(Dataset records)
※ ※ ※
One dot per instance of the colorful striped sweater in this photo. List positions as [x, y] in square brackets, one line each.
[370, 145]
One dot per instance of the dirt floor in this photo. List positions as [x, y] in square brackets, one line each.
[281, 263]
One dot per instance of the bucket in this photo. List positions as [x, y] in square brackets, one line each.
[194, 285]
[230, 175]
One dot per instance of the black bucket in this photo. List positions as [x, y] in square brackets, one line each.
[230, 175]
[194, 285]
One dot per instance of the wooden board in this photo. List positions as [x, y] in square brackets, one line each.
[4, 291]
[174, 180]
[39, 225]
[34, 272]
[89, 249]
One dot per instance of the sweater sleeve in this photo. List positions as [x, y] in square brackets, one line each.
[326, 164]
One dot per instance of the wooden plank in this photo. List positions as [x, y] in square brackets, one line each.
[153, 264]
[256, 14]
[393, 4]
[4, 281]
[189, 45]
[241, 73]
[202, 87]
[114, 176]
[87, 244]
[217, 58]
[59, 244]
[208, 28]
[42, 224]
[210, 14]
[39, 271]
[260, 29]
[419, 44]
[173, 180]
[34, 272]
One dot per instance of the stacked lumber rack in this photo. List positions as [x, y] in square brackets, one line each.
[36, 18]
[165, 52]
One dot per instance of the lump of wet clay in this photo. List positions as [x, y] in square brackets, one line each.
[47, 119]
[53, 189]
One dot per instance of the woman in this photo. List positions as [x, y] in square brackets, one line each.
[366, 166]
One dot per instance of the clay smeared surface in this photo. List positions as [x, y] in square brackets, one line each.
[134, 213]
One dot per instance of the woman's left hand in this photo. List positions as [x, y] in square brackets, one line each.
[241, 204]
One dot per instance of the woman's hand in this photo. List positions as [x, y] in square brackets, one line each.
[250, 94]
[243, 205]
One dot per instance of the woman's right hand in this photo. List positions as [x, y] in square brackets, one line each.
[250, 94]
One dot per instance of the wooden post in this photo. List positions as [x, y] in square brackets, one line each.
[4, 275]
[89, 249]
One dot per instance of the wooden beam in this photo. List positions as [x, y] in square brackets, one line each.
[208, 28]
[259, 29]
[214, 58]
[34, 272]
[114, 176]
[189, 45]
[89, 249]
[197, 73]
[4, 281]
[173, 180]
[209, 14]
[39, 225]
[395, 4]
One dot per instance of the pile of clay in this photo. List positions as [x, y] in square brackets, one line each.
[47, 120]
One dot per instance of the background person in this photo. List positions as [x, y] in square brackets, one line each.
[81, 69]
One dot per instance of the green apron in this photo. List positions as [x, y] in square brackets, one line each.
※ ※ ※
Your objective:
Reproduce the listing above verbatim, from first line to last.

Output for this task:
One dot per instance of the colorful striped sweater in this photo. List positions as [x, y] in square brackets, one line each.
[370, 145]
One dot per instance of the dirt floor in this photo. List positions as [x, y] in square brackets, one line each.
[281, 263]
One dot per instance of the bucket in this photo. List positions as [x, y] in square brackets, one line each.
[194, 285]
[230, 175]
One dot per instance of the black bucket in this photo. List positions as [x, y] in square brackets, one line each.
[230, 175]
[194, 285]
One dot per instance of the wooden board in this photo. List positions as [x, y] in square brackets, one line each.
[4, 291]
[174, 180]
[39, 225]
[34, 272]
[89, 249]
One dot per instance of the sweater sleeve in this photo. List positions as [x, y] in square brackets, one line each.
[326, 164]
One dot per instance of the wooden plank in this photo. List positions as [x, y] in square brackets, one line each.
[153, 264]
[256, 14]
[393, 4]
[4, 281]
[189, 45]
[241, 73]
[202, 87]
[114, 176]
[87, 244]
[217, 58]
[59, 244]
[208, 28]
[42, 224]
[210, 14]
[39, 271]
[260, 29]
[419, 44]
[173, 180]
[34, 272]
One dot per instance of the stacked lumber rack in this photo. List positions as [x, y] in square brackets, one line each.
[36, 18]
[165, 52]
One dot per instance of the lump of wet clay in this photo. List positions as [x, y] in square brackets, one line each.
[47, 119]
[53, 189]
One dot per instance of the woman in this photo. List positions as [x, y] in square brackets, one line each.
[366, 166]
One dot per instance of the clay smeared surface in this photo. List positions as [x, y] in square brackets, one line each.
[134, 213]
One dot per instance of the woman's left hand in this photo. List positions as [x, y] in square brackets, one line each.
[241, 204]
One dot per instance of the woman's hand in this photo. List positions as [x, y] in square brackets, one line each.
[250, 94]
[243, 205]
One dot per instance of the woman's right hand in this photo. List positions as [x, y] in square brackets, one line each.
[250, 94]
One dot per instance of the wooden post in this photo. List positions as [x, y] in square brackets, one line each.
[4, 275]
[89, 249]
One dot per instance of the wooden beam in this photo. List positions as [x, y] in square brackets, one line each.
[208, 28]
[259, 29]
[214, 58]
[34, 272]
[114, 176]
[189, 45]
[89, 249]
[197, 73]
[4, 281]
[173, 180]
[209, 14]
[39, 225]
[395, 4]
One dot per instance of the pile of clay in this photo. List positions as [x, y] in square brackets, one line each.
[47, 120]
One dot per instance of the background person in this photo. List positions as [x, y] in square brackets, one line each.
[81, 69]
One dot per instance of the green apron in this photo. List positions as [x, y] in square brackets, one line each.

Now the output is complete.